• STATED GOAL 1: Express the entries below, from the line that contains "TARGET = sepia background" through the line that contains "[(400, 276), (360, 127)]", both ends included, as a two-column CSV with the columns entry and answer. Give one row per entry, put each field in quotation marks, and replace line breaks inside a field with spaces.

Motion Capture Using Joint Skeleton Tracking and Surface Estimation

Abstract

This paper proposes a method for capturing the performance of a human or an animal from a multi-view video sequence. Given an articulated template model and silhouettes from a multi-view image sequence, our approach recovers not only the movement of the skeleton, but also the possibly non-rigid temporal deformation of the 3D surface. While large scale deformations or fast movements are captured by the skeleton pose and approximate surface skinning, true small scale deformations or non-rigid garment motion are captured by fitting the surface to the silhouette. We further propose a novel optimization scheme for skeleton-based pose estimation that exploits the skeleton's tree structure to split the optimization problem into a local one and a lower dimensional global one. We show on various sequences that our approach can capture the 3D motion of animals and humans accurately even in the case of rapid movements and wide apparel like skirts.

• RECORDS PROVIDED:
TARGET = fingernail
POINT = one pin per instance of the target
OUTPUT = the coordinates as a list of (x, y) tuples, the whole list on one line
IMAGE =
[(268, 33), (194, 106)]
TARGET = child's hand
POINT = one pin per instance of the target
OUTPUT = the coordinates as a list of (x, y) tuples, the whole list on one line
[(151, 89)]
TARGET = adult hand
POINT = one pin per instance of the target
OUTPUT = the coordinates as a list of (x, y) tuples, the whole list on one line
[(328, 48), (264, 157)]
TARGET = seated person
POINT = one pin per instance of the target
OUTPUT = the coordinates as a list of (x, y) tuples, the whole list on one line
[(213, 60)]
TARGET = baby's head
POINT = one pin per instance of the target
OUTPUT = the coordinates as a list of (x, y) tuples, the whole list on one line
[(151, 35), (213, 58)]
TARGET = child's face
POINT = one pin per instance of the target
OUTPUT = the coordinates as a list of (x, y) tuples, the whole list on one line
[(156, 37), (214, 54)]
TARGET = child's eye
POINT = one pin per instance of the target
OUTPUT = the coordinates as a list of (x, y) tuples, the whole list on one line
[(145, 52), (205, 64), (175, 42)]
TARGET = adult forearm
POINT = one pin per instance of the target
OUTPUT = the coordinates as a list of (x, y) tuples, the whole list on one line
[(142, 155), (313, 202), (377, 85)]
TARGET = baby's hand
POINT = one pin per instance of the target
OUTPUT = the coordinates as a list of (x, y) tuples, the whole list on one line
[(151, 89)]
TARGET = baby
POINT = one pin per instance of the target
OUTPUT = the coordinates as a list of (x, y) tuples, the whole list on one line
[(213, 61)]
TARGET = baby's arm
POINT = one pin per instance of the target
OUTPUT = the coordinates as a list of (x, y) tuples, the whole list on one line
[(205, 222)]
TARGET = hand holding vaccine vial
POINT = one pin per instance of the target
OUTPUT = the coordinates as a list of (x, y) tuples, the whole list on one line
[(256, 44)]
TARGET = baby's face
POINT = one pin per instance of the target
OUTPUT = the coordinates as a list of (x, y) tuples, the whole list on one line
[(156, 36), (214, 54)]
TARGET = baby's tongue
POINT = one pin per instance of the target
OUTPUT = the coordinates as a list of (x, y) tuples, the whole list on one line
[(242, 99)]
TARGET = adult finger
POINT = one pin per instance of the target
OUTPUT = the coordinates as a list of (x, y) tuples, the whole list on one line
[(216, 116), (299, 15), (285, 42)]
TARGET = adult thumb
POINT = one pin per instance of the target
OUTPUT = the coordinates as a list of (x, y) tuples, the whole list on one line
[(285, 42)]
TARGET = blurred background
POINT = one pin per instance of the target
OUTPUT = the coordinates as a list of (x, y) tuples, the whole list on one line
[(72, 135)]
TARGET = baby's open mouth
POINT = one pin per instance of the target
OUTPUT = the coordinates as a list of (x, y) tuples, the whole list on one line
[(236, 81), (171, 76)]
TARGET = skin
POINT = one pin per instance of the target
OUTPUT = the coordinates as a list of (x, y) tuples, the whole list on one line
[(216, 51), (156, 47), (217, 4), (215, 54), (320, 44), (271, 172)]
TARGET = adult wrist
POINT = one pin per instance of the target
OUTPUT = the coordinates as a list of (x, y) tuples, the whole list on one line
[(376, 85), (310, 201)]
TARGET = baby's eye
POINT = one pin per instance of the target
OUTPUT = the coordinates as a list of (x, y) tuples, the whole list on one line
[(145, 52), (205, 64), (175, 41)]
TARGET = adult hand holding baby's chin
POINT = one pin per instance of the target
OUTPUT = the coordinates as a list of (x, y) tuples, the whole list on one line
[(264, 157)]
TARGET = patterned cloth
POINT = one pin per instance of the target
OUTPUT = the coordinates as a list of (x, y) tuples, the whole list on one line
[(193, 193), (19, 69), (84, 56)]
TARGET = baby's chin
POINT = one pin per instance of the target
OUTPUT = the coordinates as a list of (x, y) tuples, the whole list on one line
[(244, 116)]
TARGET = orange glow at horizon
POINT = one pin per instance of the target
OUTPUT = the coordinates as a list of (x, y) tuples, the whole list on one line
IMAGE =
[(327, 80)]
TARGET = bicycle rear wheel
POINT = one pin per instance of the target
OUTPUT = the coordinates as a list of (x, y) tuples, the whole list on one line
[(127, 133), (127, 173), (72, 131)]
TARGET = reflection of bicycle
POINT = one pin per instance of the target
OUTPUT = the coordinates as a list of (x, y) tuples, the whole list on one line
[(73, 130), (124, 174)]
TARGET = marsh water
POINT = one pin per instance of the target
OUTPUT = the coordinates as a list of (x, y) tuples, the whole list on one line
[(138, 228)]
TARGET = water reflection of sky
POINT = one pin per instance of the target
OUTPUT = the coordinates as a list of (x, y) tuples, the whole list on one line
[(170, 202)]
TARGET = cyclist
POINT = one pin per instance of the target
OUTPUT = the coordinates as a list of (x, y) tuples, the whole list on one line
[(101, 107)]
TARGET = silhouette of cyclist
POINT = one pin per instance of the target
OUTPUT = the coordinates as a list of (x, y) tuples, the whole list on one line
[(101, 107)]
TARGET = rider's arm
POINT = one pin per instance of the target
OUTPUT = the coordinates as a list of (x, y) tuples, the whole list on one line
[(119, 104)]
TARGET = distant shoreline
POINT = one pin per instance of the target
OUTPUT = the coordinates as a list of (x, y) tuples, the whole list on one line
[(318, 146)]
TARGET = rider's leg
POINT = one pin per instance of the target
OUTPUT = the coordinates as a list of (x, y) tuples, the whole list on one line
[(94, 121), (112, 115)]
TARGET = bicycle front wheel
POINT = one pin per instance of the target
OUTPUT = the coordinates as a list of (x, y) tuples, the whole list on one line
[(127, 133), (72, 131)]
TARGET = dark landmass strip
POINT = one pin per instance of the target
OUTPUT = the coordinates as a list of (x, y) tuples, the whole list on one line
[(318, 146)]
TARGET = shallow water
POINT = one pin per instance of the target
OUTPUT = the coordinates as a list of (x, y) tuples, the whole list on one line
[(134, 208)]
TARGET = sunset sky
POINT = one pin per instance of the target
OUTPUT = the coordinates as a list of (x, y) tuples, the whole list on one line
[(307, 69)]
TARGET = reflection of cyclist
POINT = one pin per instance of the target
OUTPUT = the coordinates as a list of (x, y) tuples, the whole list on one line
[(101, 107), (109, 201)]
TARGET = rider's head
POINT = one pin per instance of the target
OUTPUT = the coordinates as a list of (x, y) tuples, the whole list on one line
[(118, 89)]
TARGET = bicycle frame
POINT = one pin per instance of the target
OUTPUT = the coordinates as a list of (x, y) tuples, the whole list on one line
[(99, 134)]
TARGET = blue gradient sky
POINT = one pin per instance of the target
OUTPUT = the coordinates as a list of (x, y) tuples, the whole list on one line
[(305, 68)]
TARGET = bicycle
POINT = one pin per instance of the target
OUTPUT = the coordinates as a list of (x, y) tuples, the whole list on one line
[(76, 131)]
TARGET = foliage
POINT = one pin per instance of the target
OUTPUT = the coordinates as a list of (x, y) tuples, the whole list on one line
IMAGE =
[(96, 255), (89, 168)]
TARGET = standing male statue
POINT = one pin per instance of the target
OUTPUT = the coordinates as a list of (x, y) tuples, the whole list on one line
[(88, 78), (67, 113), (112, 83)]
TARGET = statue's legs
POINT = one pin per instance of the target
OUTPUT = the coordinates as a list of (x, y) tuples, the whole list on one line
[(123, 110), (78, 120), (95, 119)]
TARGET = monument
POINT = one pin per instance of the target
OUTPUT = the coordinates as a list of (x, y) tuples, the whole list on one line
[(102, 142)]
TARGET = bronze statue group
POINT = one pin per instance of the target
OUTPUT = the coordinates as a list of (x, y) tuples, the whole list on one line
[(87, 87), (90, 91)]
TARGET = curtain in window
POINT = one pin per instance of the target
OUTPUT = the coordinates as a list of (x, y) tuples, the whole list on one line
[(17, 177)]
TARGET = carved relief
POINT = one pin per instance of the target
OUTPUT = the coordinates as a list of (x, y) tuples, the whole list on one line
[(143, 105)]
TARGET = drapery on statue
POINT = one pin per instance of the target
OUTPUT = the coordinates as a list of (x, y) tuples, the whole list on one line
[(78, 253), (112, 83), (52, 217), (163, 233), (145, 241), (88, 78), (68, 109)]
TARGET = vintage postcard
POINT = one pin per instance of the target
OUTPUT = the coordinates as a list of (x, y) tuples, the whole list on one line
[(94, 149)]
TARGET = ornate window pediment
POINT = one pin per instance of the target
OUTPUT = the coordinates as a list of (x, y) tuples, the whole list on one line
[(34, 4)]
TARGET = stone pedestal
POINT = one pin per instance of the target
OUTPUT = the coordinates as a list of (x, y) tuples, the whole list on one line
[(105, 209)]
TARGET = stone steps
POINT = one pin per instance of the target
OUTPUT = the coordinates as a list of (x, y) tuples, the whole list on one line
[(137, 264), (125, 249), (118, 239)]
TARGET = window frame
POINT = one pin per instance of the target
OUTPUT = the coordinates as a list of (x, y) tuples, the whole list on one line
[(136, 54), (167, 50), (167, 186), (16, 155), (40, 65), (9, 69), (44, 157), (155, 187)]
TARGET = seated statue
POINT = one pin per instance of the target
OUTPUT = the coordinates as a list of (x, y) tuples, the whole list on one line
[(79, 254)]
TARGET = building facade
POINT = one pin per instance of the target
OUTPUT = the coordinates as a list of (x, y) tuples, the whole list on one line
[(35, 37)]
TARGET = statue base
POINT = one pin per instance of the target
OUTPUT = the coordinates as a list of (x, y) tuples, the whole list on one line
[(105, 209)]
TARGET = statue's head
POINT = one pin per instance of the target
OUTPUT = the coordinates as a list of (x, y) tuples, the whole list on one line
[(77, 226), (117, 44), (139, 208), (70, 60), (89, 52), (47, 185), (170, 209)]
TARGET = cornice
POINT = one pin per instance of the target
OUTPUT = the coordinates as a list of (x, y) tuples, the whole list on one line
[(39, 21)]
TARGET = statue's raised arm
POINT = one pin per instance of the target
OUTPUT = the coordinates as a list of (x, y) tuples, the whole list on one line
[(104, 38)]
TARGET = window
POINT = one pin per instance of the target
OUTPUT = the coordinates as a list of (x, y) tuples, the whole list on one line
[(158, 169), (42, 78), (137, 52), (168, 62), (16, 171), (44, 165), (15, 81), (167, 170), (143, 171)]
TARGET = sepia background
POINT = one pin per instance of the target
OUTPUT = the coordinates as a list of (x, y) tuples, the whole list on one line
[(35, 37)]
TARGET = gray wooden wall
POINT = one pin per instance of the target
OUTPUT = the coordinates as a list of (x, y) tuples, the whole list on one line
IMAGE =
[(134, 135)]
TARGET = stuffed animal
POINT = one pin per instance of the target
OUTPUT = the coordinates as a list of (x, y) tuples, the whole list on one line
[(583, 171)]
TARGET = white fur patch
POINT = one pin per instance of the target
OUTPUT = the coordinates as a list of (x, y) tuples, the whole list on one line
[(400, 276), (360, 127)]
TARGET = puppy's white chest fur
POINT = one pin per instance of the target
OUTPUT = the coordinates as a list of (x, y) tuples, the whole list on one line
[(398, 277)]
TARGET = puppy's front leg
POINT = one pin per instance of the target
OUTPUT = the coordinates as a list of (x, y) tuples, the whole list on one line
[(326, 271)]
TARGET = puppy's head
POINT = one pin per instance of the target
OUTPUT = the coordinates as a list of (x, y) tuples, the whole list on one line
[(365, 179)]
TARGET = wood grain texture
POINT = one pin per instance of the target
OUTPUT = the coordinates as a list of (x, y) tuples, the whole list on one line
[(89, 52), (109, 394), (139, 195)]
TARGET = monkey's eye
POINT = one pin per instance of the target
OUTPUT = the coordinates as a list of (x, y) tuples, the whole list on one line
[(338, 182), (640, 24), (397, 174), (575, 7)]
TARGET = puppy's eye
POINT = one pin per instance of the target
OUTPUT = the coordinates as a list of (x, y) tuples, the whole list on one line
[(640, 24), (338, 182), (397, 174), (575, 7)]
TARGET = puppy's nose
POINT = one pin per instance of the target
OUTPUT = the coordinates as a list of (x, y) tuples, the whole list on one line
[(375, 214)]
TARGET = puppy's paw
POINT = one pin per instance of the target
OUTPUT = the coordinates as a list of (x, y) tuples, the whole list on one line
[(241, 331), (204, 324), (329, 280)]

• STATED GOAL 2:
Answer these questions about the motion capture abstract:
(a) What two inputs does the approach take?
(b) What captures true small scale deformations or non-rigid garment motion?
(c) Into what two problems does the proposed optimization scheme split pose estimation?

• FULL ANSWER 1:
entry,answer
"TARGET = sepia background POINT = one pin per instance of the target OUTPUT = the coordinates as a list of (x, y) tuples, the whole list on one line","[(35, 37)]"
"TARGET = gray wooden wall POINT = one pin per instance of the target OUTPUT = the coordinates as a list of (x, y) tuples, the whole list on one line IMAGE =","[(134, 135)]"
"TARGET = stuffed animal POINT = one pin per instance of the target OUTPUT = the coordinates as a list of (x, y) tuples, the whole list on one line","[(583, 171)]"
"TARGET = white fur patch POINT = one pin per instance of the target OUTPUT = the coordinates as a list of (x, y) tuples, the whole list on one line","[(400, 276), (360, 127)]"

• FULL ANSWER 2:
(a) An articulated template model and silhouettes from a multi-view image sequence.
(b) Fitting the surface to the silhouette.
(c) A local one and a lower dimensional global one.